12 January 1993 Nomination of Albert Reynolds (FF) as Taoiseach Motion proposed by Máire Geoghegan-Quinn and seconded by Dick Spring Absolute majority: 84/166
| Vote | Parties | Votes |
| Yes | Fianna Fáil (68), Labour Party (33), Independent Fianna Fáil (1) | 102 / 166 |
| No | Fine Gael (45), Progressive Democrats (10), Democratic Left (4), Green Party (1) | 60 / 166 |
| Not voting | Independent (3), Ceann Comhairle (1) | 4 / 166 |

==Government ministers==
After his appointment as Taoiseach by the president, Albert Reynolds proposed the members of the government and they were approved by the Dáil. They were appointed by the president on the same day.

Rows from an object pointing dataset:
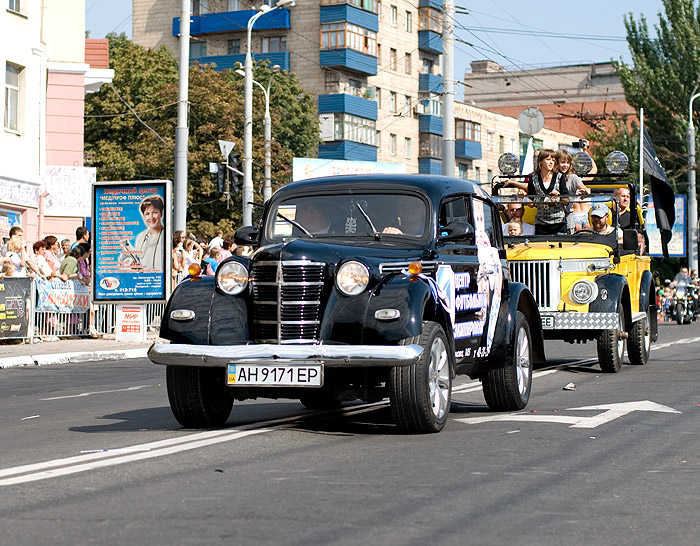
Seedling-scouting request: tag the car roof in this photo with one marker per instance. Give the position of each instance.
(434, 186)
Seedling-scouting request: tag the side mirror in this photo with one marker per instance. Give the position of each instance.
(456, 231)
(246, 236)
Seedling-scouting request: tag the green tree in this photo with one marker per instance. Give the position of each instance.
(130, 127)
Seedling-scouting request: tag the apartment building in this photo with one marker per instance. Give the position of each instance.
(44, 187)
(374, 66)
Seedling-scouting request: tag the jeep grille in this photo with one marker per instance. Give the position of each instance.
(287, 301)
(541, 278)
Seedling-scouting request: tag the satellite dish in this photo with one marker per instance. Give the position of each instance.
(531, 120)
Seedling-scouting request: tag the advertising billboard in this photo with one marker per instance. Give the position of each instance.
(130, 227)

| Required task |
From the passage on the 1993 Taoiseach vote, output the stretch from "12 January 1993" through "the same day." word for word. The records come from a different source than the text.

| Solution for this problem |
12 January 1993 Nomination of Albert Reynolds (FF) as Taoiseach Motion proposed by Máire Geoghegan-Quinn and seconded by Dick Spring Absolute majority: 84/166
| Vote | Parties | Votes |
| Yes | Fianna Fáil (68), Labour Party (33), Independent Fianna Fáil (1) | 102 / 166 |
| No | Fine Gael (45), Progressive Democrats (10), Democratic Left (4), Green Party (1) | 60 / 166 |
| Not voting | Independent (3), Ceann Comhairle (1) | 4 / 166 |

==Government ministers==
After his appointment as Taoiseach by the president, Albert Reynolds proposed the members of the government and they were approved by the Dáil. They were appointed by the president on the same day.